(Extracted data entries)
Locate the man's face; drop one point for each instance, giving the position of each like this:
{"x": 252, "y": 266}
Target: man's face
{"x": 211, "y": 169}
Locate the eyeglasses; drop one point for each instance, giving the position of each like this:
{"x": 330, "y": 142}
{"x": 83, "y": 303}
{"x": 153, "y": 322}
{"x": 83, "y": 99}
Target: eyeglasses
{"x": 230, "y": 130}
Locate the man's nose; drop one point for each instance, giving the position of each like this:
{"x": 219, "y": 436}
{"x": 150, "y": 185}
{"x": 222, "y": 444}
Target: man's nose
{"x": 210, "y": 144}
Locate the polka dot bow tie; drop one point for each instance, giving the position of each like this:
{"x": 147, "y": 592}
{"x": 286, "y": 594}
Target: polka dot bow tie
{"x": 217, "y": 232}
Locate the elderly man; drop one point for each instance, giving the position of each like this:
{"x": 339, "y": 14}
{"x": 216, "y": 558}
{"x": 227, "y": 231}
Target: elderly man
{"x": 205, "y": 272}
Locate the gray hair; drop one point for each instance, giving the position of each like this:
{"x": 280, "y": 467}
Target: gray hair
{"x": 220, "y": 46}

## Task description
Copy out every line of the items above without changing a single character.

## Exercise result
Locate the man's face; drop one point for each instance, giving the position of each like this:
{"x": 252, "y": 266}
Target: man's face
{"x": 211, "y": 169}
Locate the eyeglasses; drop one point for each instance, giving the position of each like this:
{"x": 330, "y": 142}
{"x": 83, "y": 303}
{"x": 153, "y": 322}
{"x": 83, "y": 99}
Target: eyeglasses
{"x": 230, "y": 130}
Locate the man's nose; drop one point for each instance, giving the position of each like this:
{"x": 219, "y": 436}
{"x": 150, "y": 185}
{"x": 222, "y": 444}
Target: man's nose
{"x": 210, "y": 144}
Locate the polka dot bow tie; drop one point for each instance, giving the position of each like this:
{"x": 147, "y": 592}
{"x": 286, "y": 594}
Target: polka dot bow tie
{"x": 217, "y": 232}
Locate the elderly man; drop one point for each instance, giving the position of each like this:
{"x": 339, "y": 14}
{"x": 216, "y": 558}
{"x": 227, "y": 231}
Target: elderly man
{"x": 205, "y": 272}
Locate the gray hair; drop one point for each instance, giving the position of each like this:
{"x": 280, "y": 467}
Target: gray hair
{"x": 220, "y": 46}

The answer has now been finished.